# [TASK A]
Can you output the passage of the post on the American troop drawdown in Iraq between "Let’s try to" and "tribe leader] said.", inclusive, word for word?

# [DOCUMENT SEGMENT]
Hey Iraq, Be Careful of What You Wish For

Let’s try to hold off the trolling comments from the start. I believe in hindsight, the US never should have gone into Iraq the second time, we went there with faulty information. Now, to the point of the post.
According to the NY Times, many Iraqis are a bit nervous about the recent information that the American drawdown will only leave about 3,000 troops in Iraq next year from the current 48,000 on the ground now. They loved to bluster and scream about the Americans being occupiers and they need to leave now. The US military was very much open to a request from Iraq’s government to have the troops stay. After multiple iterations of “are you sure?” went unanswered, the US is going to pull out. But now, there are feelings of their own country’s inadequacy:

  • “They bring a balance to Iraqi society,” [a Shiite tribe leader] said.

# [TASK B]
Could you format the listing below as a JSON list of strings, one string per line, skipping blank lines and leaving out the picture?

# [INFORMATION PROVIDED]
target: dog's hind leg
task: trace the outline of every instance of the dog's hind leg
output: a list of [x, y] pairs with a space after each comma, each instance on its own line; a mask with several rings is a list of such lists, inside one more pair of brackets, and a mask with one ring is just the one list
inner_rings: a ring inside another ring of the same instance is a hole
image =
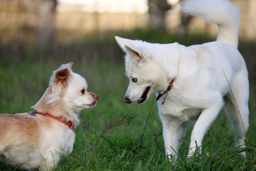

# [RESULT A]
Let’s try to hold off the trolling comments from the start. I believe in hindsight, the US never should have gone into Iraq the second time, we went there with faulty information. Now, to the point of the post.
According to the NY Times, many Iraqis are a bit nervous about the recent information that the American drawdown will only leave about 3,000 troops in Iraq next year from the current 48,000 on the ground now. They loved to bluster and scream about the Americans being occupiers and they need to leave now. The US military was very much open to a request from Iraq’s government to have the troops stay. After multiple iterations of “are you sure?” went unanswered, the US is going to pull out. But now, there are feelings of their own country’s inadequacy:

  • “They bring a balance to Iraqi society,” [a Shiite tribe leader] said.

# [RESULT B]
[
  "target: dog's hind leg",
  "task: trace the outline of every instance of the dog's hind leg",
  "output: a list of [x, y] pairs with a space after each comma, each instance on its own line; a mask with several rings is a list of such lists, inside one more pair of brackets, and a mask with one ring is just the one list",
  "inner_rings: a ring inside another ring of the same instance is a hole",
  "image ="
]